Alfie had spent the night vomiting, was delirious and had a temperature of 106F. Dr Archer agreed to turn out reluctantly. When he arrived, he kicked a bowl of Alfie's vomit under the table. When the boy failed to respond to his instructions, Dr Archer declared that if Alfie "couldn't be bothered to open his mouth, he couldn't be bloody bothered to examine him". He prescribed an antibiotic and left.
Two hours later, Alfie's mother called an ambulance. Four days later, Alfie died in hospital from meningitis. His mother complained to the GMC. Dr Archer was charged with "serious professional misconduct" - the only charge the GMC can bring - for failing to examine and treat the boy adequately and for failing to refer him to hospital. At the hearing, the facts against him were found proved. But it went on to decide his actions did not amount to "serious" professional misconduct. It acquitted him.
Two years later, Dr Archer was again before the GMC. He had told a woman undergoing a miscarriage that when the foetus emerged she should wrap it in newspaper, flush it down the toilet and see him three days later. This time he was found guilty, suspended and referred to the GMC's health committee. He eventually took himself off the medical register.
Fifteen years on, Parliament will tomorrow debate the second reading of a bill aimed at giving the GMC improved powers to deal with the Dr Archers of this world. The new performance procedures are aimed both at doctors who behave intolerably to patients and at dealing with the sort of incompetence Dr Archer also displayed.

## The data

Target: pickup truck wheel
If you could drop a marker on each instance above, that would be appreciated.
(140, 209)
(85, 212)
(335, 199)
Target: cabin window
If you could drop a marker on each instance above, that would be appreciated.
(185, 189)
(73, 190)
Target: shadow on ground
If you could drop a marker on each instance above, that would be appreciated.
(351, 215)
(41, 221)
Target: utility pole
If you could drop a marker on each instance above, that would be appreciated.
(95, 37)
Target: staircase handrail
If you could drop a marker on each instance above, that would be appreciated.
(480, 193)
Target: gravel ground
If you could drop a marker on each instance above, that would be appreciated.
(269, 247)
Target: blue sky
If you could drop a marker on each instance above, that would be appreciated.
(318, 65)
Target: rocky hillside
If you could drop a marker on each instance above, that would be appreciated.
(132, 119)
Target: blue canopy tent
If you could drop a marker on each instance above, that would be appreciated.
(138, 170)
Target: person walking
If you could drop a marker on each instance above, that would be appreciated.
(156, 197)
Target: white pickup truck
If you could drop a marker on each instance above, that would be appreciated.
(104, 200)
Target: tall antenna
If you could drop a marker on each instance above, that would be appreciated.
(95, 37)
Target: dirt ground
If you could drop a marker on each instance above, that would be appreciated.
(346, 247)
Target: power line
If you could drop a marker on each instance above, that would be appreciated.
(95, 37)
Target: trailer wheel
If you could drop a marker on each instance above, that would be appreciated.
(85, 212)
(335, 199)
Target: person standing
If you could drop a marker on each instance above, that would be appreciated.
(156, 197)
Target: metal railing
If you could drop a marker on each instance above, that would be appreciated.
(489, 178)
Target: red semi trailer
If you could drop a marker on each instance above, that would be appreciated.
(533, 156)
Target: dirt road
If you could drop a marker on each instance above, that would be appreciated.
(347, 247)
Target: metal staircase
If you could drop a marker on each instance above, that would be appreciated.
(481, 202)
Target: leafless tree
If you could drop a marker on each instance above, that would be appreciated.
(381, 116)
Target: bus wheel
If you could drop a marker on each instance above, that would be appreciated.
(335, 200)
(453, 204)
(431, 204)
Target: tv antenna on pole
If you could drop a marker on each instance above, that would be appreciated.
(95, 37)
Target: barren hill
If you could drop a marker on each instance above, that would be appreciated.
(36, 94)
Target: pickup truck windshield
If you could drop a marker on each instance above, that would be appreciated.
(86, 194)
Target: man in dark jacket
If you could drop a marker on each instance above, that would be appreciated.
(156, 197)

## Prompt 1
Decide whether each statement agrees with the passage about Dr Archer, answering yes or no and quoting the words from the passage that settle it. (a) Alfie died in hospital from meningitis four days after the ambulance was called. (b) At the first hearing, the facts against Dr Archer were found not proved. (c) After the second case, the GMC struck Dr Archer off the medical register.
## Prompt 2
Reproduce the passage about Dr Archer word for word, beginning at the words "Two years later, Dr" and stopping after the words "the medical register.".

## Response area 1
(a) Yes: "Four days later, Alfie died in hospital from meningitis."
(b) No: "At the hearing, the facts against him were found proved."
(c) No: "He eventually took himself off the medical register."

## Response area 2
Two years later, Dr Archer was again before the GMC. He had told a woman undergoing a miscarriage that when the foetus emerged she should wrap it in newspaper, flush it down the toilet and see him three days later. This time he was found guilty, suspended and referred to the GMC's health committee. He eventually took himself off the medical register.